> **TEXT**:
-- begin --
Prerequisite:

Why Measure Theory?

The Riemann integral, familiar from calculus, is built by partitioning the domain into intervals and summing rectangles. This construction works well for continuous functions but fails in surprising ways. Consider the indicator function of the rationals, $f(x) = \mathbf{1}_{\mathbb{Q}}(x)$, which equals 1 on rationals and 0 on irrationals. Every partition interval contains both rationals and irrationals, so the upper Riemann sum is always 1 and the lower sum is always 0. The Riemann integral does not exist, yet intuitively $f$ should integrate to 0 since the rationals are a negligible set.

Measure theory resolves this by partitioning the range rather than the domain, measuring the pre-image of each value. This produces the Lebesgue integral, which handles a vastly larger class of functions and supports interchange of limits and integrals under mild conditions that Riemann theory cannot guarantee.
-- end --
> **DATA IN THIS EXERCISE**:
-- begin --
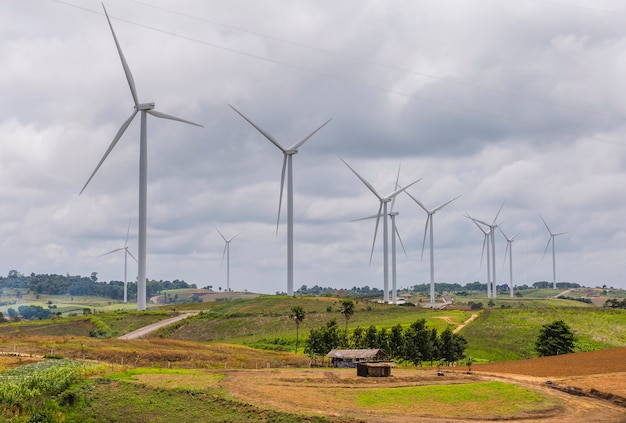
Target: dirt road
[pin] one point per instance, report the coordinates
(151, 328)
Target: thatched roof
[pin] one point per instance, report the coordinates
(366, 354)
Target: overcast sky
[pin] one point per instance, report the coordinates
(518, 102)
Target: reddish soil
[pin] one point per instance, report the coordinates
(587, 387)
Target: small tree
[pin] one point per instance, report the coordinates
(555, 338)
(347, 309)
(297, 315)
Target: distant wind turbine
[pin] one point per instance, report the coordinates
(429, 228)
(382, 212)
(287, 166)
(394, 233)
(492, 234)
(486, 234)
(144, 108)
(509, 248)
(227, 253)
(551, 240)
(126, 254)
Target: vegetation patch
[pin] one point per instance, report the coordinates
(456, 400)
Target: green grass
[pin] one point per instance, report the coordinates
(483, 398)
(119, 401)
(510, 334)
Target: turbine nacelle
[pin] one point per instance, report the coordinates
(145, 106)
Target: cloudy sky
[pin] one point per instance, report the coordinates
(517, 102)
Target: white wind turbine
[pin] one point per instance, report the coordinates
(126, 254)
(382, 212)
(227, 254)
(482, 254)
(287, 166)
(492, 234)
(509, 248)
(551, 240)
(394, 233)
(429, 228)
(144, 108)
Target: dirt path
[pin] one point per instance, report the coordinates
(151, 328)
(465, 323)
(332, 393)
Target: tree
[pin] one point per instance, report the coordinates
(347, 309)
(297, 315)
(555, 338)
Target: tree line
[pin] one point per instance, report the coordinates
(52, 284)
(415, 344)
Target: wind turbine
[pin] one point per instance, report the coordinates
(551, 240)
(482, 254)
(427, 228)
(144, 108)
(287, 165)
(509, 248)
(126, 254)
(382, 207)
(394, 233)
(492, 226)
(227, 253)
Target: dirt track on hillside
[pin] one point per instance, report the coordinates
(329, 392)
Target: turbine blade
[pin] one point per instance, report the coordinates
(551, 239)
(111, 252)
(162, 115)
(445, 204)
(127, 233)
(497, 214)
(111, 146)
(425, 233)
(305, 139)
(393, 202)
(398, 191)
(417, 201)
(544, 222)
(261, 130)
(224, 253)
(365, 218)
(131, 254)
(482, 254)
(129, 76)
(367, 184)
(221, 234)
(282, 186)
(376, 231)
(400, 239)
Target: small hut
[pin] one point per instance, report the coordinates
(374, 369)
(350, 358)
(368, 362)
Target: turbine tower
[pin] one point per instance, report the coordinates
(394, 233)
(144, 108)
(427, 229)
(509, 248)
(482, 254)
(287, 164)
(551, 240)
(382, 212)
(492, 234)
(227, 254)
(126, 254)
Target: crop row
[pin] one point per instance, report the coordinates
(44, 377)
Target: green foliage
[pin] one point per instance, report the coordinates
(100, 330)
(506, 334)
(47, 377)
(554, 339)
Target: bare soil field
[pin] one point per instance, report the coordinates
(575, 387)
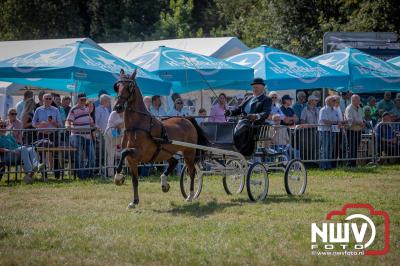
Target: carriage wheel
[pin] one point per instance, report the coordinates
(295, 178)
(257, 182)
(234, 179)
(185, 182)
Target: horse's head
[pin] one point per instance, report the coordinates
(126, 88)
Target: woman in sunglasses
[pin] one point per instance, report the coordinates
(14, 125)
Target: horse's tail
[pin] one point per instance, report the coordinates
(201, 139)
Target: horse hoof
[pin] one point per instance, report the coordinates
(131, 205)
(165, 188)
(190, 197)
(119, 179)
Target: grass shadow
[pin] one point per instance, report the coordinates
(198, 210)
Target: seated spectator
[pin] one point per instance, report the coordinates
(217, 113)
(300, 104)
(372, 105)
(310, 114)
(102, 112)
(328, 120)
(202, 115)
(29, 136)
(147, 102)
(386, 104)
(388, 136)
(290, 117)
(178, 109)
(113, 137)
(156, 107)
(12, 153)
(396, 109)
(14, 125)
(79, 122)
(21, 104)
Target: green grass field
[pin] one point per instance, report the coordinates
(77, 222)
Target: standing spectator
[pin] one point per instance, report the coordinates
(353, 115)
(21, 104)
(48, 117)
(156, 107)
(309, 115)
(40, 96)
(328, 119)
(11, 153)
(102, 113)
(396, 109)
(147, 102)
(14, 125)
(217, 113)
(345, 101)
(57, 102)
(386, 104)
(113, 137)
(27, 118)
(290, 117)
(202, 115)
(66, 104)
(178, 109)
(97, 102)
(372, 105)
(300, 104)
(79, 122)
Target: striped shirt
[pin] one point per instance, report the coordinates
(80, 118)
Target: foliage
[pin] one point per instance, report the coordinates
(295, 26)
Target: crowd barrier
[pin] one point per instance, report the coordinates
(89, 152)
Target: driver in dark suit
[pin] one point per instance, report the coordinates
(256, 107)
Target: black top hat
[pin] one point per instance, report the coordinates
(258, 81)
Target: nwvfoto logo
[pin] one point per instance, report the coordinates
(338, 235)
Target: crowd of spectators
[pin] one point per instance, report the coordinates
(93, 128)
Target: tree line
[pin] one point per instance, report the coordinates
(295, 26)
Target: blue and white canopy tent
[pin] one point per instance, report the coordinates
(366, 73)
(283, 71)
(394, 61)
(190, 71)
(76, 67)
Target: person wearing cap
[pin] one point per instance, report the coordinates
(156, 107)
(97, 103)
(256, 107)
(396, 109)
(28, 94)
(300, 104)
(386, 104)
(79, 122)
(310, 113)
(328, 123)
(290, 117)
(178, 109)
(217, 113)
(354, 117)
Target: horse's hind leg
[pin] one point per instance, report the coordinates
(172, 162)
(189, 157)
(133, 165)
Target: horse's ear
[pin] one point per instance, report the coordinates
(133, 76)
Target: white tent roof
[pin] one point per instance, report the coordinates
(221, 47)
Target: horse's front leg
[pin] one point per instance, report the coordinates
(133, 165)
(172, 162)
(119, 178)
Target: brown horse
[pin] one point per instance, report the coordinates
(147, 139)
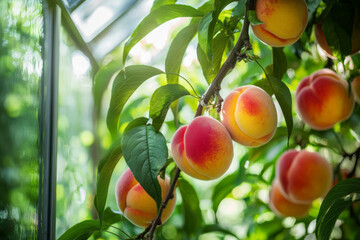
-- end --
> **EXERCISE TASK 1**:
Answer these questions from the measure theory text, one answer per line:
(a) What values does the indicator function of the rationals take on rationals and on irrationals?
(b) For that function, what are the upper and lower Riemann sums always equal to?
(c) What does measure theory partition instead of the domain?
> **EXERCISE TASK 2**: Pick out every line of the listing that contains the word "white", matching its case.

> **EXPECTED ANSWER 1**:
(a) It equals 1 on rationals and 0 on irrationals.
(b) The upper sum is always 1 and the lower sum is always 0.
(c) The range.

> **EXPECTED ANSWER 2**:
Target: white wind turbine
Target: blue and white canopy tent
Target: white tent roof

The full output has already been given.